本文 →
____________________

九谷焼 (くたにやき)とは
テーブルの上にそっと置くだけで、ぱっと花が咲いたように華やぐ。
そんなうつわが、石川県・加賀で生まれた九谷焼です。
九谷焼といえば、赤・黄・緑・紫・紺青の「九谷五彩(ごさい)」。
この独特の色づかいが織りなす絵柄は、まるで一枚の絵画のよう。
日常のなかに“飾るように使う楽しみ”をくれる器です。
九谷焼のはじまり
その歴史は約370年前、江戸時代の加賀藩にさかのぼります。
藩主・前田利治が磁器づくりの技術を学ばせたのが九谷焼のはじまり。
やがて「古九谷(こくたに)」と呼ばれる華やかな様式が生まれました。
一度は途絶えたものの、明治期に再興され、
海外でも「Japan Kutani」の名で知られるようになりました。
その美しさは、今も世界中のファンを魅了しています。
九谷焼の魅力 ― 絵画のような上絵付
九谷焼の特徴は、なんといっても上絵付(うわえつけ)。
一度焼いた磁器に絵の具で文様を描き、再び焼き付けることで、
透明感のある艶と深みのある色が生まれます。
光の角度によってきらめく五彩の色、
花や鳥、風景がやさしく浮かび上がるその表情は、まるでアート。
使うたびに少し背筋が伸びるような、特別な気分をくれます。
九谷焼を彩る、6つの個性
九谷焼の世界には、時代ごとに個性豊かな作風があります。
江戸後期から明治にかけて生まれた「再興九谷」では、6つの代表的なスタイルが生まれました。
- 古九谷(こくたに):五彩を駆使し、山水や花鳥を大胆に描く力強いスタイル。
- 木米(もくべい):赤地に中国風の人物をユーモラスに描く、明るい京風の作風。
- 吉田屋(よしだや):赤を使わず、青や黄、紫で器全体を埋める重厚な“青手”が特徴。
- 飯田屋(いいだや):極細の赤絵と金彩で描かれる繊細な美。九谷赤絵の原点。
- 永楽(えいらく)/金襴手(きんらんで):赤地に金をあしらった豪華絢爛なスタイル。
- 庄三(しょうざ):さまざまな技法を融合し、洋絵具も取り入れた色鮮やかな作風。

____________________

データ一覧 →
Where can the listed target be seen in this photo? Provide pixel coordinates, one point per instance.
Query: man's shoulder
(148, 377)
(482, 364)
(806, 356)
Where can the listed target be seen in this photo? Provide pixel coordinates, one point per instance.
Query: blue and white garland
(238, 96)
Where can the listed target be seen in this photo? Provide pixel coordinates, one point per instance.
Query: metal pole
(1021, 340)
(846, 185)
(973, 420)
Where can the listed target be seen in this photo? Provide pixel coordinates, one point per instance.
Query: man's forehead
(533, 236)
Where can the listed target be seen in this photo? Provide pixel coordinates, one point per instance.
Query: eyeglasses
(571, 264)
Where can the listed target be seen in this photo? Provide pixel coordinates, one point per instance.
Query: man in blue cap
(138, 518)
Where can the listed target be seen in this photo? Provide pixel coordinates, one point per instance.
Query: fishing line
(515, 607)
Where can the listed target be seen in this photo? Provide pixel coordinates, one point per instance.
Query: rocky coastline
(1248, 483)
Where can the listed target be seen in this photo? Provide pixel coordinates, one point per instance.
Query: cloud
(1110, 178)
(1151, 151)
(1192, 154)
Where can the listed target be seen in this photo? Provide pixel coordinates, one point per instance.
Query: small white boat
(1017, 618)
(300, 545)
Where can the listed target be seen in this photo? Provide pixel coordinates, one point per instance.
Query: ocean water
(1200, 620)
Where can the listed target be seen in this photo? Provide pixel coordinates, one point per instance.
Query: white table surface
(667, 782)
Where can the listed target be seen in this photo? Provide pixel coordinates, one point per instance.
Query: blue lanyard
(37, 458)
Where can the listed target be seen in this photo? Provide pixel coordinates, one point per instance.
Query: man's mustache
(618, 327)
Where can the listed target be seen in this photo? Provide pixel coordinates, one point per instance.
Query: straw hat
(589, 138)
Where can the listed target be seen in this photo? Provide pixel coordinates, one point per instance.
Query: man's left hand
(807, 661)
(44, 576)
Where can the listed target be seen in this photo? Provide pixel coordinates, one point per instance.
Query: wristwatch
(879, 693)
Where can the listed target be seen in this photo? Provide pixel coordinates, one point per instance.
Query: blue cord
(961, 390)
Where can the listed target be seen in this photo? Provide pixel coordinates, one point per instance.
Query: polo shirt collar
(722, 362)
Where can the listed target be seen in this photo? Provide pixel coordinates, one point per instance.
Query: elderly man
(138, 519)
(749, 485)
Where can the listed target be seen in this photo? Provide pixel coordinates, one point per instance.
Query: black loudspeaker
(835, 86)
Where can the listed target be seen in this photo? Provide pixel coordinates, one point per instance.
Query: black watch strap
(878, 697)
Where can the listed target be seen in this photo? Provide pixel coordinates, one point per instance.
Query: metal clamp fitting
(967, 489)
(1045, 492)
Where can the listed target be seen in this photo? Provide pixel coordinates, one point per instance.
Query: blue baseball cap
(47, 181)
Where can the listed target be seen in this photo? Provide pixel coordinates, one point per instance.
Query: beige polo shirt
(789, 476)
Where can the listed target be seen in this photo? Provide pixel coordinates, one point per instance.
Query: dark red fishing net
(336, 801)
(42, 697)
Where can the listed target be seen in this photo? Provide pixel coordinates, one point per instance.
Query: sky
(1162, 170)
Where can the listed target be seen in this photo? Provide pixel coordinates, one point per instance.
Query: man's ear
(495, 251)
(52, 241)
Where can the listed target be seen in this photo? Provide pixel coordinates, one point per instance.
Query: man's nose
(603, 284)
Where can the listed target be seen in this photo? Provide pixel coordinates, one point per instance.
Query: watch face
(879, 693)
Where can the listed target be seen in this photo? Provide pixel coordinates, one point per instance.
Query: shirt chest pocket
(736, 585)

____________________

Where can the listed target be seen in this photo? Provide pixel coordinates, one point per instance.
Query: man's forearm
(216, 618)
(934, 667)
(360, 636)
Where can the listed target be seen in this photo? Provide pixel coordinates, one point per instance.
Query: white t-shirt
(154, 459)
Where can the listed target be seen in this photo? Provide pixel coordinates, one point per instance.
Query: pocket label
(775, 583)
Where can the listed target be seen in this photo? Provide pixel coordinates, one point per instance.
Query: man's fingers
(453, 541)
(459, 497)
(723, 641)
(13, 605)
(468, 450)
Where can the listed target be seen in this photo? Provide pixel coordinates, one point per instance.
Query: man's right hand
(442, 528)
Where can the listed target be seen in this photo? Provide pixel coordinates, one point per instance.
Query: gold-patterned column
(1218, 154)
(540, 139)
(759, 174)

____________________

課題一覧 →
A. 本文によると、九谷焼の歴史は約何年前までさかのぼるか。
B. 本文の「九谷焼の魅力 ― 絵画のような上絵付」から始まり「九谷焼の世界には、時代ごとに個性豊かな作風があります。」で終わる部分を、一字も変えずに書き写してください。

問題の解答 →
A. 約370年前、江戸時代の加賀藩までさかのぼる。

B.
九谷焼の魅力 ― 絵画のような上絵付
九谷焼の特徴は、なんといっても上絵付(うわえつけ)。
一度焼いた磁器に絵の具で文様を描き、再び焼き付けることで、
透明感のある艶と深みのある色が生まれます。
光の角度によってきらめく五彩の色、
花や鳥、風景がやさしく浮かび上がるその表情は、まるでアート。
使うたびに少し背筋が伸びるような、特別な気分をくれます。
九谷焼を彩る、6つの個性
九谷焼の世界には、時代ごとに個性豊かな作風があります。